| Exercise |
What do the lines say from the one containing "point: village -- mark one dot per instance" to the end of the records? Restate them word for word, and only those.

Object point labels
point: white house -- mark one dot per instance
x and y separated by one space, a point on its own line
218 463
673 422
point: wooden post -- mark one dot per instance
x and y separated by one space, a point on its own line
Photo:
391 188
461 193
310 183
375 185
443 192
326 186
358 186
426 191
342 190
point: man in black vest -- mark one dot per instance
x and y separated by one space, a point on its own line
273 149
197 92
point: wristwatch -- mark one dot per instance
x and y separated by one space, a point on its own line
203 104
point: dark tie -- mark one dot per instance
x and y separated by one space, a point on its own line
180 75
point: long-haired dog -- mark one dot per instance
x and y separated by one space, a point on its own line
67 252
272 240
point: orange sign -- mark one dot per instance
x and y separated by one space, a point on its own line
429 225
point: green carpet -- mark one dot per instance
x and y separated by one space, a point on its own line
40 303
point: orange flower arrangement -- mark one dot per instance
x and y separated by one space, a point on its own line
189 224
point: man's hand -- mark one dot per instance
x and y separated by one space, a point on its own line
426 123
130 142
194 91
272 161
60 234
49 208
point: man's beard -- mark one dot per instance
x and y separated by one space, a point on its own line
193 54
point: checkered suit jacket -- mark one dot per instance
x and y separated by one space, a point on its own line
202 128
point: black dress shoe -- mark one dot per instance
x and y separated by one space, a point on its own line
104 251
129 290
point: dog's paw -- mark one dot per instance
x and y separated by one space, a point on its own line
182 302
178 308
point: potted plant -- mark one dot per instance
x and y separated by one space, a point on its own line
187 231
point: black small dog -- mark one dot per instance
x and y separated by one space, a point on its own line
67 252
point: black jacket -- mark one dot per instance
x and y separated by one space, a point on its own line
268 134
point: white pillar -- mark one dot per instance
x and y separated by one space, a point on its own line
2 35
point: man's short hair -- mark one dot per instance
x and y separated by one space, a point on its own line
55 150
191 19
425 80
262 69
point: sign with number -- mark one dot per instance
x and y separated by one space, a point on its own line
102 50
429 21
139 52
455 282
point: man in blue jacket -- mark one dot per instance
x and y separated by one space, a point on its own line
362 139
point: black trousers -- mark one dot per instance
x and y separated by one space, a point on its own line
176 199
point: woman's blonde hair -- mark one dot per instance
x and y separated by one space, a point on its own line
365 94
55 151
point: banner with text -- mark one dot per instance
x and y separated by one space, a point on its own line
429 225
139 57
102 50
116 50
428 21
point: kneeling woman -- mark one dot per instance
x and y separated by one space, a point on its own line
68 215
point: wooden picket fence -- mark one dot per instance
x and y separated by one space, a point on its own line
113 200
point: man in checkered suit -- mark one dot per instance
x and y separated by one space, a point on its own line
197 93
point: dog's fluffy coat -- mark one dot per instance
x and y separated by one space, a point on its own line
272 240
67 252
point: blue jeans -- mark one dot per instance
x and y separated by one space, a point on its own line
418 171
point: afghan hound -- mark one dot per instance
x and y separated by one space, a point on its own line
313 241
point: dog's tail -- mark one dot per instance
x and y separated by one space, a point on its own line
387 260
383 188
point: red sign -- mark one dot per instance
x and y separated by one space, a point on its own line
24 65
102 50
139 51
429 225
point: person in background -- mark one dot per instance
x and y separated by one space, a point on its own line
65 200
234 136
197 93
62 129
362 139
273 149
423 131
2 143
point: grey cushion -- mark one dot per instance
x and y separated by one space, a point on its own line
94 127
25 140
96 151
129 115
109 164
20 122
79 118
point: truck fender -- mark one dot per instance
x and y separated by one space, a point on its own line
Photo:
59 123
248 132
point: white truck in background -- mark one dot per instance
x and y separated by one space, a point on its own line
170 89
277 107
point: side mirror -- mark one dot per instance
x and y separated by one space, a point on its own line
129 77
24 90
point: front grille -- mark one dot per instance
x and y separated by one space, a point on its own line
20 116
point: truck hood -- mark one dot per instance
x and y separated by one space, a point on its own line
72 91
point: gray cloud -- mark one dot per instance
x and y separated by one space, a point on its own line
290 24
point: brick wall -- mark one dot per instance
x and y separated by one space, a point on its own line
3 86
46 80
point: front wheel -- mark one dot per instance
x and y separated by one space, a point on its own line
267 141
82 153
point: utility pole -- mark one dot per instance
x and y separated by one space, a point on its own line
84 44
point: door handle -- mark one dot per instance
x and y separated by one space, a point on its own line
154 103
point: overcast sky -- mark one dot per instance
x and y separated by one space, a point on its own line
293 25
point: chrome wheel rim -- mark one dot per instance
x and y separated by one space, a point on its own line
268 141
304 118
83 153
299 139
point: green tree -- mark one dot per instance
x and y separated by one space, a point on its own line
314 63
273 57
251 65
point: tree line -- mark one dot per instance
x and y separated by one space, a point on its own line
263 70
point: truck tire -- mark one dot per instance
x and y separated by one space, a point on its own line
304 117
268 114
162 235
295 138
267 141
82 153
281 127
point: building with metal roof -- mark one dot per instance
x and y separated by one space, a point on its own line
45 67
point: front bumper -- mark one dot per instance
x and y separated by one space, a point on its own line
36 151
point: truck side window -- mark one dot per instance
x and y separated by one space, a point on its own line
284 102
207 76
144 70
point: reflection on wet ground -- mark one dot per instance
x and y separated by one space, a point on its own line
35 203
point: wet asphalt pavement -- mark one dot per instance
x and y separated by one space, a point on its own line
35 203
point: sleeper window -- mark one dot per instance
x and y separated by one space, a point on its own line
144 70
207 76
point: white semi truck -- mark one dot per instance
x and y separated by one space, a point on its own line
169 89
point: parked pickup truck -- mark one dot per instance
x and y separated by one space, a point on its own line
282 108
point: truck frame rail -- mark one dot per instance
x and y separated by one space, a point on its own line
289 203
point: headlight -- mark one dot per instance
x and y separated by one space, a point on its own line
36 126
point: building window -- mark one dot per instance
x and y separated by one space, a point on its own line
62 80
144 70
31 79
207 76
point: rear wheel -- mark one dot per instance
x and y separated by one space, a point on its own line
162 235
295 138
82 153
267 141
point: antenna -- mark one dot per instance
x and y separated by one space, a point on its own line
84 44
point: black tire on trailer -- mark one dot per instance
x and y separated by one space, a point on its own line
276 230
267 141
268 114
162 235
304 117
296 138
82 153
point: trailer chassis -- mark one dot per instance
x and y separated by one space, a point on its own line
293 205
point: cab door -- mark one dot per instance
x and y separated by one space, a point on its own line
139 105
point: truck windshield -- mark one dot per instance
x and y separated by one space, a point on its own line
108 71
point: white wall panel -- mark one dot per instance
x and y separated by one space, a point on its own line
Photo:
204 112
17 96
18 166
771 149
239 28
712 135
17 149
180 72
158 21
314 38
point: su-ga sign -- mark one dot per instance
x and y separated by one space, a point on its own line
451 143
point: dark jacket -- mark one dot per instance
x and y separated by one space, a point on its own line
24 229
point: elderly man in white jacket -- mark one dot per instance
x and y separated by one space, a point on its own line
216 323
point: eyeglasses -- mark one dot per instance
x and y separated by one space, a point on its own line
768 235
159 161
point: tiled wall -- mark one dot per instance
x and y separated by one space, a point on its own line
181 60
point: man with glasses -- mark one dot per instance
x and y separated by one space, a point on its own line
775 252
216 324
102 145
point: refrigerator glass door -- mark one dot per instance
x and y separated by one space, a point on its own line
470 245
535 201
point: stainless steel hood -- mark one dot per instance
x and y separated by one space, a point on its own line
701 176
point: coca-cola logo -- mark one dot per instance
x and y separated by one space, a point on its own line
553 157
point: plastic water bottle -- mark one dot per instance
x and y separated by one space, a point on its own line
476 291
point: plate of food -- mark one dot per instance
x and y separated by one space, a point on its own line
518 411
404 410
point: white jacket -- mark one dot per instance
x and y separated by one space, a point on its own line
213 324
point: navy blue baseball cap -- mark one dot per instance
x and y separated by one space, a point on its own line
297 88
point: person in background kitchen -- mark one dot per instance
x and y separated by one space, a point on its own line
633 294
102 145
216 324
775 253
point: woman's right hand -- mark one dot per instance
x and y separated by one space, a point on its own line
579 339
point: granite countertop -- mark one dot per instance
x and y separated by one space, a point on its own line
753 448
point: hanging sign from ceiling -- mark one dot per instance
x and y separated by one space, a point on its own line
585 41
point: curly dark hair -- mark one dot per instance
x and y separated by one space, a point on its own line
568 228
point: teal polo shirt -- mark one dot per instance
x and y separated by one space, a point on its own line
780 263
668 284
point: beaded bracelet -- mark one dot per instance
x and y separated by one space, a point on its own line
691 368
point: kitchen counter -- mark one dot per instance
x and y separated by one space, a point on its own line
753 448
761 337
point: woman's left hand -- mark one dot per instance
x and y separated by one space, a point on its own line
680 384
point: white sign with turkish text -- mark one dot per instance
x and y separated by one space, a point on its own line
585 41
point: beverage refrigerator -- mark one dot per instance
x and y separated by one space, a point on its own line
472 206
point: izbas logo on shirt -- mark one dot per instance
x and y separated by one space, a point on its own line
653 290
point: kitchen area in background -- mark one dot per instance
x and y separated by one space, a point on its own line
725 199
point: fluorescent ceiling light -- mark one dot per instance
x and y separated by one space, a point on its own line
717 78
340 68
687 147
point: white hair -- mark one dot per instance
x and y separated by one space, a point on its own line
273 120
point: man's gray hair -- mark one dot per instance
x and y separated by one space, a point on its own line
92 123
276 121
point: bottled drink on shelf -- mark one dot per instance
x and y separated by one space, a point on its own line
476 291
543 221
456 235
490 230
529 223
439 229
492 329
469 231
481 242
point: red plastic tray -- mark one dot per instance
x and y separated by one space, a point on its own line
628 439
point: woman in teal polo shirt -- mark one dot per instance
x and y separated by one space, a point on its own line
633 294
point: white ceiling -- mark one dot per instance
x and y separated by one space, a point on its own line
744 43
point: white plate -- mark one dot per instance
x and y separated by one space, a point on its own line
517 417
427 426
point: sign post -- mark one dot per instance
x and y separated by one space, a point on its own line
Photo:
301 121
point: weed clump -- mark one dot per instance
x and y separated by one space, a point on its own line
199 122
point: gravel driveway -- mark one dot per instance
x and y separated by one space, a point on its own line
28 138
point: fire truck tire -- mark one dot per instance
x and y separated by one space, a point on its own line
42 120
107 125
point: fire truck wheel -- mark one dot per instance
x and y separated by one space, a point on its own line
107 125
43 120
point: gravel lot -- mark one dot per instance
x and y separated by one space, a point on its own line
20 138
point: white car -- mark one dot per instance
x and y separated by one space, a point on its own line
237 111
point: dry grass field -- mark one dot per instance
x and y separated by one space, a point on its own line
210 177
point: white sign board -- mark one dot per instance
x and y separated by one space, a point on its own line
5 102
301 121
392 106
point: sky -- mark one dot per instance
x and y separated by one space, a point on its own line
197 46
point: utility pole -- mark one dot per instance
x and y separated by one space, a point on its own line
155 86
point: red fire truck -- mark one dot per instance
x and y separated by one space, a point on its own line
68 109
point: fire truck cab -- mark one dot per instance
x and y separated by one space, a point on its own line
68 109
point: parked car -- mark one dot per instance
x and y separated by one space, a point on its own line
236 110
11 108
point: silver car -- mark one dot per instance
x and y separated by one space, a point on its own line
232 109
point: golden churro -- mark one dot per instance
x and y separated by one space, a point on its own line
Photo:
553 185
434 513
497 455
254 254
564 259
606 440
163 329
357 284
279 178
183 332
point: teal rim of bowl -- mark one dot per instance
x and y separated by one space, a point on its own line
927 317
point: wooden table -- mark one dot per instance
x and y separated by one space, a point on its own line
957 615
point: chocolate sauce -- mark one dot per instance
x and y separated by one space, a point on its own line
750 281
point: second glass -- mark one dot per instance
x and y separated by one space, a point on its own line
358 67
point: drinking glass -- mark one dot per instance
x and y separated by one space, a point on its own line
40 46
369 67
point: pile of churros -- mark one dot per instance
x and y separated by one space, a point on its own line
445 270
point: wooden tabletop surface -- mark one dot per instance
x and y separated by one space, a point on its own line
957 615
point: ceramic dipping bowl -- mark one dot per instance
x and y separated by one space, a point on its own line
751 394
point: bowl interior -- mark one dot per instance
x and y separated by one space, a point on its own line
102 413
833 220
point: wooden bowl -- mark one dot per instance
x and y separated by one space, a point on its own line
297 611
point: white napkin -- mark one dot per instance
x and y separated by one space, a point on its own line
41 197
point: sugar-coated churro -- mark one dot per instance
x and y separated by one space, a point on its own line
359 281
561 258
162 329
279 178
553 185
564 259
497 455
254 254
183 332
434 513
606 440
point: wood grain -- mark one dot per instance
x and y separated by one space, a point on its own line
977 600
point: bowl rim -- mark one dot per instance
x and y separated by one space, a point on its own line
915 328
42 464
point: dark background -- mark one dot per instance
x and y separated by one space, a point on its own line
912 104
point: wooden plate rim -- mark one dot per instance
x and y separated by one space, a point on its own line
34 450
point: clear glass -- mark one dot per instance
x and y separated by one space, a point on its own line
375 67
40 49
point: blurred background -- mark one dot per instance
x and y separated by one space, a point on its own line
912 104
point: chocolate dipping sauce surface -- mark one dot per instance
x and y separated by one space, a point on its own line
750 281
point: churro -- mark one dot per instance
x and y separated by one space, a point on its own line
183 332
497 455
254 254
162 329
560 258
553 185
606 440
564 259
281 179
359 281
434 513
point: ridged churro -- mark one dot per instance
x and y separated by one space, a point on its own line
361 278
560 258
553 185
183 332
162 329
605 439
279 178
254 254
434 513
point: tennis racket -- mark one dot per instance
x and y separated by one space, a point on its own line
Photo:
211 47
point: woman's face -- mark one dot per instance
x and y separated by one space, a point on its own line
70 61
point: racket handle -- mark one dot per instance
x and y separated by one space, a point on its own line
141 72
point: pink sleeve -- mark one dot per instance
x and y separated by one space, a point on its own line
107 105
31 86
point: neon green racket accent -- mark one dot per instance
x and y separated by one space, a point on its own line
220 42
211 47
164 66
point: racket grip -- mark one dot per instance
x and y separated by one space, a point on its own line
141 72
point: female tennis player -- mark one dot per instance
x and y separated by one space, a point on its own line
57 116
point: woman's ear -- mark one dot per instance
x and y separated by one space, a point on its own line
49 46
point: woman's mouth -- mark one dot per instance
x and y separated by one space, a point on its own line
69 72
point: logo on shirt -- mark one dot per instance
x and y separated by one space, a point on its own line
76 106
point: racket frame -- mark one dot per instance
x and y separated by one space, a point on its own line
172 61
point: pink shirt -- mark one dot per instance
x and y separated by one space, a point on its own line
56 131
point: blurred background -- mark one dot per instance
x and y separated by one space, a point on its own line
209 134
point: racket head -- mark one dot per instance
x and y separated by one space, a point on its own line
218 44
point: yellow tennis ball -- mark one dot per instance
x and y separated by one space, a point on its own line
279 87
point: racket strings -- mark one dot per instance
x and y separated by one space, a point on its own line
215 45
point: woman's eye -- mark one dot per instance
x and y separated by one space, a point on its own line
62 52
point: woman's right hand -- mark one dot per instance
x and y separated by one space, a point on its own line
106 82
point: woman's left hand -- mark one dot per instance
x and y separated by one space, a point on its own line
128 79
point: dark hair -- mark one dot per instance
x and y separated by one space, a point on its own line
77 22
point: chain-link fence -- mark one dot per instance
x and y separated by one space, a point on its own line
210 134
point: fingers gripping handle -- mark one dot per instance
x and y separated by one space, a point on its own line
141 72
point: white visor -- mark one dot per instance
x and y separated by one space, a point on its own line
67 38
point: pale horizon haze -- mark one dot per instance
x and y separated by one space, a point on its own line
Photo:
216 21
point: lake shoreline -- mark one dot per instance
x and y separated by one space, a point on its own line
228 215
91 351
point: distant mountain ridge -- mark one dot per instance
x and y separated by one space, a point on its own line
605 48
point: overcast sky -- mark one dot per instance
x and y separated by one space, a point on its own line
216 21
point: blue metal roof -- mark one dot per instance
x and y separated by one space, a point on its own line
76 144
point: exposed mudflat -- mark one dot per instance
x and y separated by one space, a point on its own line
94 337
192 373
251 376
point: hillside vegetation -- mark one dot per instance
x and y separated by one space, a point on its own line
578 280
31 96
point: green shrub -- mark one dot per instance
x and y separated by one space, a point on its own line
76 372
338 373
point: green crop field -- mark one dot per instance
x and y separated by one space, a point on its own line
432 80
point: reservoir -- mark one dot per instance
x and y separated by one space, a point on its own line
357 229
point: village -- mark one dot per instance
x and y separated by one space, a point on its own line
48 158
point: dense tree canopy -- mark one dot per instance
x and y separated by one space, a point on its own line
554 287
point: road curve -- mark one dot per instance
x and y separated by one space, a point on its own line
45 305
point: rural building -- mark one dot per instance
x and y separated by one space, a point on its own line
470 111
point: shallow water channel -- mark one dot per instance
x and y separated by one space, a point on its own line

| Output |
point: village -- mark one dot per instance
x and y separated by one space, a point on its own line
48 158
point: dense tree canopy -- mark one dot per instance
x and y separated by one space, a point on its own line
554 287
point: road curve -- mark one dot per instance
x and y separated by one space, a point on its own line
45 305
point: rural building -- mark one dot per instance
x and y separated by one space, a point on its own line
470 111
point: shallow water channel -- mark one dot per instance
x and y separated by one space, a point on its own line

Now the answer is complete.